▶ [Given problem A]: In the spectrogram text, why does it say people often turn large volumes of sound data into visual representations? Answer in one to three sentences.
▶ [Given problem B]: Write the next part of the spectrogram text, continuing after its final sentence.

Or fun with spectrograms.
What does happiness sound like?
Humans are primarily visual animals. As such, when processing large volumes of sound data, we often turn them into visual representations. One of the most popular ways to do this is to create a spectrogram.
Spect-as in the frequency spectrum
Gram- drawing
This is a spectrogram from a Raven demo file of a bird call. The wavform is at the top where time is the x axis and amplitude is the y-axis. In the bottom window amplitude is now represented by color (darker is louder), time is the x-axis and frequency is the y-axis with lower frequencies (elephant/blue whale calls being towards the bottom) and higher frequencies (bird chirps, me when startled by cold water are at the top).
Usually the standard way to teach this topic is to show how any given sound can be turned into an image using a complex set of mathematical equations (or by typing 'fft' into matlab). However, I thought it would be fun (for me at least) to look at it the other way around. What if we had an image, and wanted to turn it into a sound file.
Say we have a silly drawing and we want to turn it into a spectrogram. How would we go about that?
Fortunately, dear reader, I happen to have such silly drawing (artfully created using MS paint).
Silly drawing.
Now, instead of an image we are going to make an audio-representation of the drawing where time is going to be on the x-axis, frequency is going to be on the y-axis.
First we load this image into MATLAB and turn it into a matrix with darkness values for each cell.

▶ [Supplied data]:
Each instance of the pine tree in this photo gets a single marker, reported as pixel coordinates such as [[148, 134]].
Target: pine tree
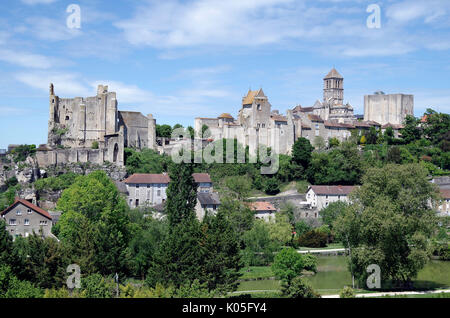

▶ [Written reply A]: Humans are primarily visual animals, so when they process large volumes of sound data they often convert it into a visual form. One of the most popular ways to do this is to create a spectrogram.

▶ [Written reply B]:
The image turned into a cell matrix
Now we make a spetrum of each column (see below). A spectrum has both magnitude (volume) and phase information embedded in it. What is phase do you ask? Phase can be thought of as where on the a sin wave does our signal start? So for each frequency amplitude (dark spot) we need to know two things. 1. What is the frequency and 2. Where (from 0-2pi) does the signal start?
Spectrum (upper image) values for the slice of the happy face representing the left cheek and a bit of the squidgie hair.
Dude! That spectrum looks weird! Why is it duplicated on the right and left half? Good catch kind sir/madam. It's duplicated because, simply put, the phase information needs a place to go. So that's where it goes. We need to duplicate the whole figure in the negative space to preserve (create) some phase information. For this process, I've gone ahead and assigned every positive value (where it's dark) a random phase from 0 to 2pi.
The image after we've added the negative amplitude and phase bits.
Creepy no?
Ok, so where are we? We've got our image, we've got the full spectrum (with amplitude and phase) for all our frequency values. We know how to create spectrums for each column of our image (hint, in involves typing fft into matlab).
Now, we need to transform those frequency values into time values using, imaginatively, the Inverse fft (hint: ifft in Matlab).
We do that for every column in our image and combine all the sound values and *poof* we have the sound of happiness. Or a silly picture that says "happy".
Raven screenshot of waveform and spectrogram view of happy image. Note the vertical lines are because there is a goof in the phase for each of the spectrums.
Update
Thought I would include the MATLAB code (warts and all) in case anyone wanted to play with it. I appologize in advance to anyone with a knowledge of DSP for the cringe-worth mistakes .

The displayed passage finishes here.